Problem to work on:
Answer these questions from the text on postal history:
1. On what date was the Buffalo, New York local rate letter mailed?
2. To what amount did the first class surface letter rate rise on 31 December, 1975?
3. During which years did the Owens-Illinois Glass Company use illustrated advertising indicia in its postage meters?

Postal card indicia are valid for postal cards they are printed on. Sometimes, when the indicia on a card is mistakenly not canceled, the indicia is cut out and pasted onto a mailable item, usually a first class letter. This practice is not sanctioned by the post office, however many examples can be found as frugal users of the postal system used whatever postage they had to mail letters.

Thomas Jefferson was not only president and a statesman, he was also a naturalist. He had a keen interest in prehistoric life (fossils) as well as archaeological objects found throughout the United States. His support for expeditions to both map the country and find historical artifacts or fossil remains is unparalleled by any other president.

Jefferson Postal Card Indicia Cut-out

Jefferson Postal Card Indicia Cut-out

This local rate letter mailed within the city of Buffalo, New York on 4 June, 1928 used a Thomas Jefferson postal card indicia cutout to pay the postage. In this case, postal system personnel caught the attempt and assessed the letter two cents postage due as indicated by the manuscript notation. A precanceled postage due stamp of Buffalo, N.Y. was applied to indicate the missing postage was paid.

Fossil, Oregon – Postage Dues

Postage due stamps are also part of the postage stamp stock the postmaster at Fossil, Oregon can use. To reduce the time and effort of canceling stamps, the same precancel device as used on regular postage stamps (see the article on Fossil, Oregon precancel stamps) was used on postage due stamps.

Fossil, Oregon Postage Due Cover

Fossil, Oregon Postage Due Cover

The first class surface letter rate increased from 10¢ to 13¢ on 31 December, 1975. This cover is dated 11 January, 1976 and has a manuscript marking indicating three cents is the amount of postage still due. A total of three cents in postage due stamps was applied to conform to the new rate.

Owens-Illinois Glass Company

The Owens-Illinois Glass Company of Toledo, Ohio utilized illustrated advertising indicia (slugs) in their postage meters from 1939 through 1941. The images depicted “The History of Glass” and sbowed various scenes of man discovering and making glass as well as using it for various purposes. For the collector of archaeological subjects, this is a gold mine as Phoenician and Egyptian cultures are both represented in addition to prehistoric man. The text in the first of the series reads “Primitive Man Discovers Nature’s Glass” and shows a club carrying prehistoric man looking at a piece of obsidian he’s holding. To my knowledge, this is the earliest image of a prehistoric human in philately.

History of Glass - Postage Meter Sample

History of Glass – Postage Meter Sample

A favor imprint with a value of zero (.00) cents on meter tape of the National Postage Stamp Meter Company is shown above. The meter serial number is N.P.M. No 6131. These samples were often made available to the company’s prospective clients. They are NOT specimens as many collectors or dealers may have them labeled. An official specimen includes the text “Specimen”.

Point annotation dataset records:
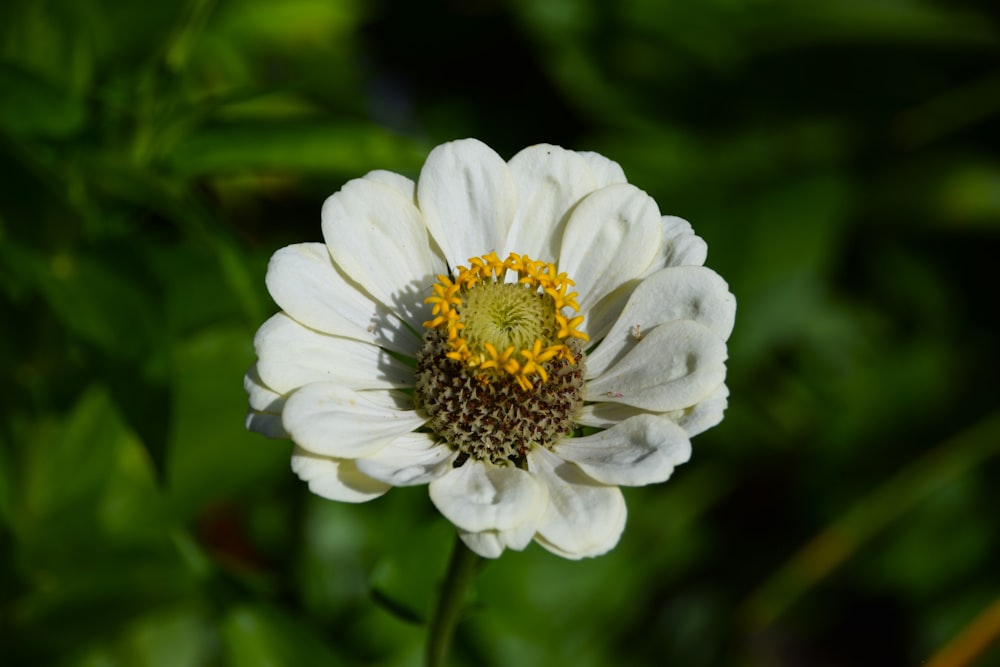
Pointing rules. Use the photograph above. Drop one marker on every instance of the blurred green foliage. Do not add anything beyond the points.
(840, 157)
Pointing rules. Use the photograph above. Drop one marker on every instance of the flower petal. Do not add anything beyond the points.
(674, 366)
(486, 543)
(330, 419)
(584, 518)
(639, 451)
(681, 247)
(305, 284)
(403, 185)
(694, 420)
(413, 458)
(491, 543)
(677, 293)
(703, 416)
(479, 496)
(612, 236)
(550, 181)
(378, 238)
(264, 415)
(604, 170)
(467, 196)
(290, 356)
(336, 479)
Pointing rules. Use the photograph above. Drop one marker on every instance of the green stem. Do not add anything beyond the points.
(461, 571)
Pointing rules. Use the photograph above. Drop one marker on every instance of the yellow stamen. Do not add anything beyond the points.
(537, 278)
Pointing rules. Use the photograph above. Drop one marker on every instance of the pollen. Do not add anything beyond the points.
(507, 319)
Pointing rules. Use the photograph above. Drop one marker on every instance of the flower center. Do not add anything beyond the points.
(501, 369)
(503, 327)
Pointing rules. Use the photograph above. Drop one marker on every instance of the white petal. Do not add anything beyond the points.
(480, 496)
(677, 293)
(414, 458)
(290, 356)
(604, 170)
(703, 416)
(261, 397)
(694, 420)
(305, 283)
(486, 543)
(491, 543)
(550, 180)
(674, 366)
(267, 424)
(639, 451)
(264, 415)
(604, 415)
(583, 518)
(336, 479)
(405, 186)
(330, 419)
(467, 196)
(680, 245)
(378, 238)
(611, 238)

--

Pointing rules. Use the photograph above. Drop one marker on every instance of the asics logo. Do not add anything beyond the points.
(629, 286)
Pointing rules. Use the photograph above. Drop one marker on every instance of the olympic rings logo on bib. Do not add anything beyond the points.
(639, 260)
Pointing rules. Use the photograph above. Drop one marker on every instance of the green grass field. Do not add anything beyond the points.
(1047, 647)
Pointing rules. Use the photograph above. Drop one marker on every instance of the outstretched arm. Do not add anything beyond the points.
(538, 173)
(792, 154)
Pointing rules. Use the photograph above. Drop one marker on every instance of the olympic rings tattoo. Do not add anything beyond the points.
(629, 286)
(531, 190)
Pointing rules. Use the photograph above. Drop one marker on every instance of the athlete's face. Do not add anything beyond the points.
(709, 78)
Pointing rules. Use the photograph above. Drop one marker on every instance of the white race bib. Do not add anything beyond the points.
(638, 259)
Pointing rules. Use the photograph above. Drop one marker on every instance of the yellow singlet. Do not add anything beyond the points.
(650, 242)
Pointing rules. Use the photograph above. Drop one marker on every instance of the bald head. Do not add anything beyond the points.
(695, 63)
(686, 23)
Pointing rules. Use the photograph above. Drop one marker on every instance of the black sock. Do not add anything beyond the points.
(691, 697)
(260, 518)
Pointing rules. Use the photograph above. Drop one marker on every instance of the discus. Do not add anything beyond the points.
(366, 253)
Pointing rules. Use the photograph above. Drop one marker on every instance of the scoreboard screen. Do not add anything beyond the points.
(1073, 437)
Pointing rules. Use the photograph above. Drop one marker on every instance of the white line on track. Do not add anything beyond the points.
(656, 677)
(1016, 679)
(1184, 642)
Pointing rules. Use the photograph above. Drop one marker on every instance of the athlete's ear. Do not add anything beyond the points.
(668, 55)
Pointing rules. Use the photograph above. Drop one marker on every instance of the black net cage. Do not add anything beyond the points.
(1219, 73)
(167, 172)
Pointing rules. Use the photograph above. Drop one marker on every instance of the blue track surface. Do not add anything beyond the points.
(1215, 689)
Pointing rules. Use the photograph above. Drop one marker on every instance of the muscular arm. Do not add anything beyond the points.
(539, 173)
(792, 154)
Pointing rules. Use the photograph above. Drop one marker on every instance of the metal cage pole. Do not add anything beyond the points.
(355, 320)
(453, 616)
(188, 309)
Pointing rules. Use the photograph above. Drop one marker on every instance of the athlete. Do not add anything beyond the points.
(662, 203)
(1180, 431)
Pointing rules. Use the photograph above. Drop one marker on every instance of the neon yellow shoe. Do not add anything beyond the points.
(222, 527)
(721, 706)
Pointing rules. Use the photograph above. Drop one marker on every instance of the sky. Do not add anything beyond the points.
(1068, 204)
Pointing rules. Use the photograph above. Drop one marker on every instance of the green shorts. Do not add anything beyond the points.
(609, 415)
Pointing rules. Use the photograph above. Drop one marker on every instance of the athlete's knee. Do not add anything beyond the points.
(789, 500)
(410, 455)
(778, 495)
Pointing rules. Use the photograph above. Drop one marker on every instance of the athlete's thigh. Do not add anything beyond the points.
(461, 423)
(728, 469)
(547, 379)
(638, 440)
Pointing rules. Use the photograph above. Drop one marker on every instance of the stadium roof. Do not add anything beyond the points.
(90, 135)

--

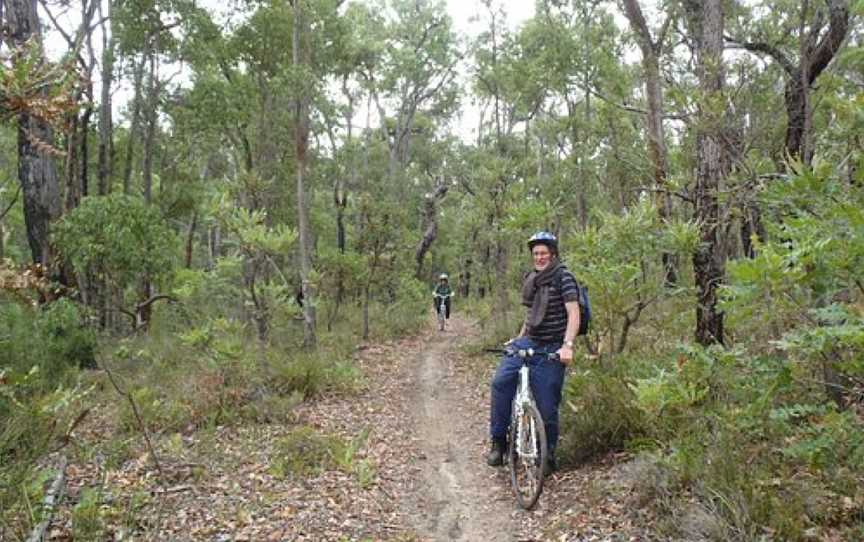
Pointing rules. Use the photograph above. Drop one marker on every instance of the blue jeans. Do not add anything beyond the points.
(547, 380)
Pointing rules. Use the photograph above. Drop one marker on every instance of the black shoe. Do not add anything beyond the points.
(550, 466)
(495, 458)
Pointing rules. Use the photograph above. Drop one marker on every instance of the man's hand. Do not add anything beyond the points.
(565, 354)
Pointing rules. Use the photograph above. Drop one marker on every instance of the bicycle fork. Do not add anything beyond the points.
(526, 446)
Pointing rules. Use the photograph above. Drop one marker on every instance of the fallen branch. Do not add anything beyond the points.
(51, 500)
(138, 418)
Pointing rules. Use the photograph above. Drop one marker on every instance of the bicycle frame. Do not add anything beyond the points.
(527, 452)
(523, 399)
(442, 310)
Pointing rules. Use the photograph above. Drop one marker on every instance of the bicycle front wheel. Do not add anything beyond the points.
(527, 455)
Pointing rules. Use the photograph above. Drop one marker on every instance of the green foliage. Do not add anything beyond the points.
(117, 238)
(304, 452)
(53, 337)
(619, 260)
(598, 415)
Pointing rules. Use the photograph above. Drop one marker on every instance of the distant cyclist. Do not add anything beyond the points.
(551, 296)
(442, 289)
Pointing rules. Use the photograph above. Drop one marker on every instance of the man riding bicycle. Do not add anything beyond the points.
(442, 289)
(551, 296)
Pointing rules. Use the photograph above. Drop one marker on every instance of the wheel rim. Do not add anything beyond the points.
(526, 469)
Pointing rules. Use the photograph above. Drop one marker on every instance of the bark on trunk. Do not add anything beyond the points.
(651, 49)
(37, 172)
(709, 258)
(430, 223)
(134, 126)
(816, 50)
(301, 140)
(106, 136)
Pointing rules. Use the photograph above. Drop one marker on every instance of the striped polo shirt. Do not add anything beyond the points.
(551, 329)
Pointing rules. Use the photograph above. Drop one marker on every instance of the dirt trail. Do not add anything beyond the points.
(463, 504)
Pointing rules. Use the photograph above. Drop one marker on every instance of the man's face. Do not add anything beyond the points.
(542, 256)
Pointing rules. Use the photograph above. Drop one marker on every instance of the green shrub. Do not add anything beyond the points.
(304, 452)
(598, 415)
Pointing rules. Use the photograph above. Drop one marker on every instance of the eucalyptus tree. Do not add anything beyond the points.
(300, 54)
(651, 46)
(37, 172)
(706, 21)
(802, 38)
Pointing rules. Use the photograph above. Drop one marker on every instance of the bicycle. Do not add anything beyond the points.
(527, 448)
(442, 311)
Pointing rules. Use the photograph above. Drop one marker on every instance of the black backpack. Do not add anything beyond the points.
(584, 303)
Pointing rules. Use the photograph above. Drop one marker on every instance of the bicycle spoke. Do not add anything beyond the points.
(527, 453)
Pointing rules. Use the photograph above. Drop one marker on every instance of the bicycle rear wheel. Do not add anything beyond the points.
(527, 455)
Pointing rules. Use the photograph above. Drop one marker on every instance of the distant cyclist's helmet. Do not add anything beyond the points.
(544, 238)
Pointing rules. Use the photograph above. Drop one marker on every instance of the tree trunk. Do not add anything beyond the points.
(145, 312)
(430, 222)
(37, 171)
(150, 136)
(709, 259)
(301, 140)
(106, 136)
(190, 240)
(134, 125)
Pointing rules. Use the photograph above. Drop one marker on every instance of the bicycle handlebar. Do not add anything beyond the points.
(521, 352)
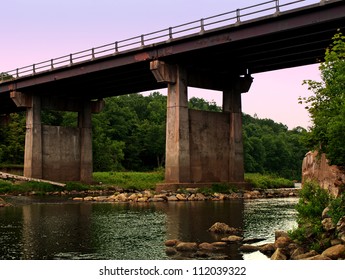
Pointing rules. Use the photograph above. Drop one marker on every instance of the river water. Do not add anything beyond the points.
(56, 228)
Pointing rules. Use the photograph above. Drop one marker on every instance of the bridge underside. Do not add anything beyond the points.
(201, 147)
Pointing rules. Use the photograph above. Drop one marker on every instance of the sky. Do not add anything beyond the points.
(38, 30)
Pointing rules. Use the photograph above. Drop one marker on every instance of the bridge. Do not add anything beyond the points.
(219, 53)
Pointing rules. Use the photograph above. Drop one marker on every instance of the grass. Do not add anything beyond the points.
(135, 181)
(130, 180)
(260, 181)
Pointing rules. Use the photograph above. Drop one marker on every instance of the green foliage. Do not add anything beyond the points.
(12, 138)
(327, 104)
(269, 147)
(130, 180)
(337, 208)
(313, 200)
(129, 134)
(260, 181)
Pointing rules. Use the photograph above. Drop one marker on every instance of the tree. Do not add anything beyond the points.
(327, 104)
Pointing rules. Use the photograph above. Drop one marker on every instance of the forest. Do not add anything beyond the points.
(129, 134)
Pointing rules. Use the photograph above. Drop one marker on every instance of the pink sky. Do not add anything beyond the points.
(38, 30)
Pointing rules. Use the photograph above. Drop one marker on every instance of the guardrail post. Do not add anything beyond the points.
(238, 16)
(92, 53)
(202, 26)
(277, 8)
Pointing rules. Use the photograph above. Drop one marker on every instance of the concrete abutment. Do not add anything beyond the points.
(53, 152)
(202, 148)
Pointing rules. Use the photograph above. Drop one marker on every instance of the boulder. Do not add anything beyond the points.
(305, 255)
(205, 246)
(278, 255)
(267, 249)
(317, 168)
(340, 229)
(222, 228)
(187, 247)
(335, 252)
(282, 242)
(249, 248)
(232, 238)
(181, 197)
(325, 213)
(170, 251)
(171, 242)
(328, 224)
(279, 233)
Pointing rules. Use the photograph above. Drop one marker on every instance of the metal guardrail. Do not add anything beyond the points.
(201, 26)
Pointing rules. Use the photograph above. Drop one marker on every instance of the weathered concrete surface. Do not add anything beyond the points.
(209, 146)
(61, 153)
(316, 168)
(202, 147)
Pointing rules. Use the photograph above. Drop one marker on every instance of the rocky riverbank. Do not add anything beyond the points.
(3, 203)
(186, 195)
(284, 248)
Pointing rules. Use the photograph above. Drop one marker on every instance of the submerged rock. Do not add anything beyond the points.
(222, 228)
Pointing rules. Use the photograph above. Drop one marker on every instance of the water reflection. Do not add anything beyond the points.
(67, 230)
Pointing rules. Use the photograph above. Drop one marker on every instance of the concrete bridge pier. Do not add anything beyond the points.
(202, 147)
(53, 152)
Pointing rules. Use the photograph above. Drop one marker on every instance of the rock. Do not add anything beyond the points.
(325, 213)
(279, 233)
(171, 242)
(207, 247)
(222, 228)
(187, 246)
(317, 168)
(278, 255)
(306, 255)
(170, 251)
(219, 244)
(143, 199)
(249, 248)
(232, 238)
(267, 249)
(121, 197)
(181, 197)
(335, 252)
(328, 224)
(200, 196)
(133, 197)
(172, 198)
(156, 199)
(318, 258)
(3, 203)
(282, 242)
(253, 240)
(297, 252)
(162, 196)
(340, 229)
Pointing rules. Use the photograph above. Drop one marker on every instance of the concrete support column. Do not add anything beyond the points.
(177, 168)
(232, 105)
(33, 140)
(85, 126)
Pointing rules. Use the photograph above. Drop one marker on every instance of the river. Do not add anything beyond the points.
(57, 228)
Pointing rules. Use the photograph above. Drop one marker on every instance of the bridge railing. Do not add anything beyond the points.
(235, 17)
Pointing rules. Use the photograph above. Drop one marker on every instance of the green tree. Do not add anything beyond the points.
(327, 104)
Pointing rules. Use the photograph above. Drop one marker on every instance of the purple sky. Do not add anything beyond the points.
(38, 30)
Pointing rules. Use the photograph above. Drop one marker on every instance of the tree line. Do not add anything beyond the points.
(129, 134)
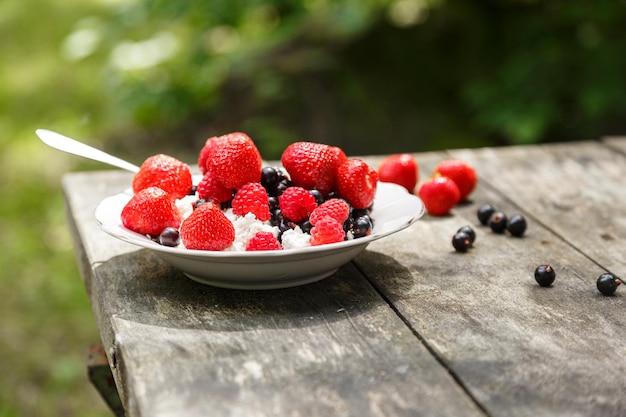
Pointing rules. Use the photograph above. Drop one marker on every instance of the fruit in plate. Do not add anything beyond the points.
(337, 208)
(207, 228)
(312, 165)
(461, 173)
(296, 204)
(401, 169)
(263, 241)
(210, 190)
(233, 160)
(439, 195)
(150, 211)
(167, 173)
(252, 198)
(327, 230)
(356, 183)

Correct response:
1. 4 June, 1928
2. 13¢
3. 1939 through 1941